--- START Passage provided ---

Kate took on the identity of being Aaron's mother and really seemed to believe her wishes could make it be true.

Sawyer pretended to be LaFleur, which goes to show how fragile identity really is. If they could turn a hot badass like Sawyer into a happy housepet, then it's as if anyone can be anybody. There are no limits.


They're certainly pushing the envelope with this season's absurdist journey into OtherLOST. Are we really meant to think that the OtherPeople we've been meeting are the same people as the Island Losties we've known for so long? Is this kindly gentleman helping John in the ambulance



the same person who strangled him dead on the floor of a hotel room?



Is Jack, the father of David,


the same person who has lived 40 some years in a world where his Mini Me doesn't exist and never will?

--- END Passage provided ---
--- START Excerpted data ---

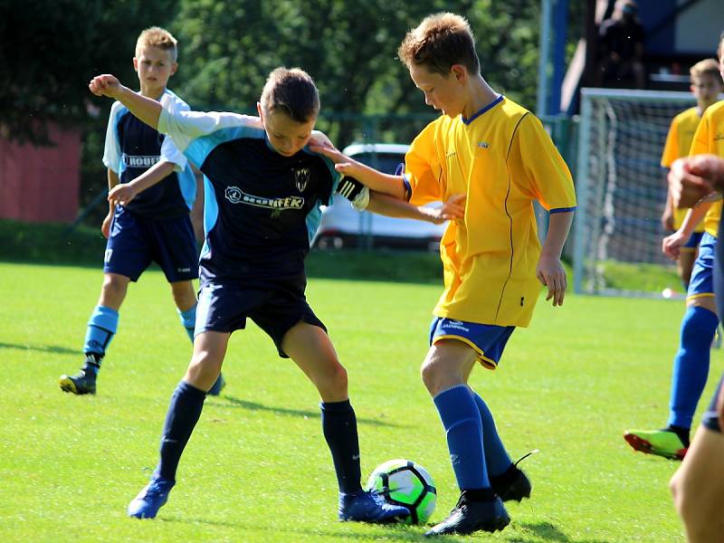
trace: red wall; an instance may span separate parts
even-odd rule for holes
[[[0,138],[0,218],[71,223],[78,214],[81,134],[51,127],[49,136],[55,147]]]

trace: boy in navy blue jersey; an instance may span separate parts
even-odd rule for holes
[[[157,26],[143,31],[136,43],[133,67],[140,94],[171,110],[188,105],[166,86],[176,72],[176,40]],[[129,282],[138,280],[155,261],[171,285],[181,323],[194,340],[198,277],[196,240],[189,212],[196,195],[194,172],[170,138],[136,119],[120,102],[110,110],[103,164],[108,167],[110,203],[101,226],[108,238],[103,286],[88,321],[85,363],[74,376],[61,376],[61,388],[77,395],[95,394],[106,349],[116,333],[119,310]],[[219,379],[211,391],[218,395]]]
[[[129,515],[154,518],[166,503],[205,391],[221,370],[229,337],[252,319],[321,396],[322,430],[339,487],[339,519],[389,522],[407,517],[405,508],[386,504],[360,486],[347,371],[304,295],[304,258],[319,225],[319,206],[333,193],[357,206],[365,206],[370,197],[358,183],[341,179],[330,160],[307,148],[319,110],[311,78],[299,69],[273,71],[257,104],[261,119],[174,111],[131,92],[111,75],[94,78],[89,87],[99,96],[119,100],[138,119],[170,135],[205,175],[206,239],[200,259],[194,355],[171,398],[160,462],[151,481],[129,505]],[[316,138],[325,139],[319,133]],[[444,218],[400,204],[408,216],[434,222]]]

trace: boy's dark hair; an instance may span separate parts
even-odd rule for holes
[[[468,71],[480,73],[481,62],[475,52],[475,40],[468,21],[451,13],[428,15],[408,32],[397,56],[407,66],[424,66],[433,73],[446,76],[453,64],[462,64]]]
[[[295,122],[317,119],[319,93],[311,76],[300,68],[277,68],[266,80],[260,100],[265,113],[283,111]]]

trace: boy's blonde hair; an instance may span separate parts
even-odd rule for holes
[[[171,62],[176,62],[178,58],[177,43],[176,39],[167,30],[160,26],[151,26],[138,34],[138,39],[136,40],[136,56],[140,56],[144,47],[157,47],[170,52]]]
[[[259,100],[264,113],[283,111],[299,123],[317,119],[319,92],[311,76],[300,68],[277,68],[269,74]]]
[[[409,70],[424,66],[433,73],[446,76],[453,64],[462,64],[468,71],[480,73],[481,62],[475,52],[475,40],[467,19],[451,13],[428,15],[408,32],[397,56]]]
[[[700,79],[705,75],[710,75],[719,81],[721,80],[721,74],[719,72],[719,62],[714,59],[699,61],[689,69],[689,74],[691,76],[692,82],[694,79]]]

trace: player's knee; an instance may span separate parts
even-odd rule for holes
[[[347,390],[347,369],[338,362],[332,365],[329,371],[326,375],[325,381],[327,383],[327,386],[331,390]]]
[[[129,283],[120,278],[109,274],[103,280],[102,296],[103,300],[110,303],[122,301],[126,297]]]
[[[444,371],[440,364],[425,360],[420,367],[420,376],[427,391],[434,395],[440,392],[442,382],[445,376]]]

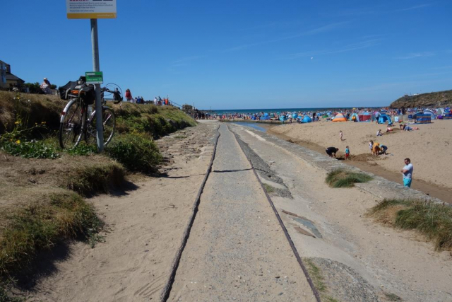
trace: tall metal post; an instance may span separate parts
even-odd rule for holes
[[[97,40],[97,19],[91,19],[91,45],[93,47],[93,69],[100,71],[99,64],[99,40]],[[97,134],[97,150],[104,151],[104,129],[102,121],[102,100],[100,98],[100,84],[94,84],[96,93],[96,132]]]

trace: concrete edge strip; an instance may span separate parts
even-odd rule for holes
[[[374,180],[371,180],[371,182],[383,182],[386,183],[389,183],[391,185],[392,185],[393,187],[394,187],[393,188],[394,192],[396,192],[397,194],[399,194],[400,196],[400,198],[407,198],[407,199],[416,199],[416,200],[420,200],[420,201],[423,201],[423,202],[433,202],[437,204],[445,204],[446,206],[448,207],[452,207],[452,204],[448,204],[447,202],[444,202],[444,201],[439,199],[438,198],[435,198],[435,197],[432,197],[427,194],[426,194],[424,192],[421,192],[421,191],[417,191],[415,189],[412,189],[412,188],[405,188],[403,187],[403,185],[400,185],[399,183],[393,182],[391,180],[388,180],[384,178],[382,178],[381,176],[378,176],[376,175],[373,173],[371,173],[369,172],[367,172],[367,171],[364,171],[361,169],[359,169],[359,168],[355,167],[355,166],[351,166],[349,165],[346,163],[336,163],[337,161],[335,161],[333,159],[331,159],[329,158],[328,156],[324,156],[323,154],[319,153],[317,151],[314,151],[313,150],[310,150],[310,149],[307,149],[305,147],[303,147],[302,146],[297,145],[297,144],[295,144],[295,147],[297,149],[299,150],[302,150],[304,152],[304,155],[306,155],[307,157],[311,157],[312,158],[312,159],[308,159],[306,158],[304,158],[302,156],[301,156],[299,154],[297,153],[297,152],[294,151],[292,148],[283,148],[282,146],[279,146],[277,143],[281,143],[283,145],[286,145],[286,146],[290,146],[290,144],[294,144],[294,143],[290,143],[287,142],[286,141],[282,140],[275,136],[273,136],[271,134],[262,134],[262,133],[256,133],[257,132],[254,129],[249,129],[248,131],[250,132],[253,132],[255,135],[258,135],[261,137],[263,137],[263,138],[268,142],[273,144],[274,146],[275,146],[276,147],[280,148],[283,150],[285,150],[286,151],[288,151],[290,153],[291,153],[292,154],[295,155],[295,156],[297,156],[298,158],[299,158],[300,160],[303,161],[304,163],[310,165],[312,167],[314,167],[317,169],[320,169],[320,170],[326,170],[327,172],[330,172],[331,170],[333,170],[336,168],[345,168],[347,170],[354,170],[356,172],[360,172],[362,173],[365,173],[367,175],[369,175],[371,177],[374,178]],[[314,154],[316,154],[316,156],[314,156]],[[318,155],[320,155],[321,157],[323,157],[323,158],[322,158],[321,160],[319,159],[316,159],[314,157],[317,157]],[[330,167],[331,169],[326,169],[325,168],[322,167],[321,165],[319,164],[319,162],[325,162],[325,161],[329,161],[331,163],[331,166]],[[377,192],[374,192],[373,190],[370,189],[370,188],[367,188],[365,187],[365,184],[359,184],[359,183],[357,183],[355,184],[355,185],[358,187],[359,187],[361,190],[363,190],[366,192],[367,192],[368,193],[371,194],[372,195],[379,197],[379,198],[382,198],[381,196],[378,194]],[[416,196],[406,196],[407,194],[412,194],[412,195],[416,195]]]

--- END Excerpted data ---

● Parts of the exercise:
(a) In the passage about LOST, who did Sawyer pretend to be?
(b) Please extend the passage about LOST, picking up after its final sentence.

● Task-by-task outputs:
(a) Sawyer pretended to be LaFleur.

(b)
I have the feeling the only way I'm going to understand the ending of LOST is if I turn off my brain and just enjoy the detour from Crazy Town onto Stupid Street. I'm starting to think they want us to embrace OtherLOST because it's a shinier and happier world. Who cares if it's fake and has nothing whatsoever to do with the story we watched for five years? We get to see Jack has what it takes to be a great dad! Isn't that what it was always all about?


I'm starting to wonder if the man who once described a happy Harry Potter ending as cowardly is honestly going to let his story end in a world so treacly sweet that it will send us all into diabetic shock. Dead people will come back to life! Twu Wuvs will kiss and get their memories back! It will be like a Disney cartoon. You'll be able to bring the kiddies.


I won't go into the philosophical detail I did last time trying to explain how counterfeit this kind of ending would be. But I do have one question: If they all remember their lives from the original timeline, what happens to the memories they already have?

Does innocent little Claire raise her baby with a memory of the time she wasn't raising him, but was putting axes in people's bellies instead?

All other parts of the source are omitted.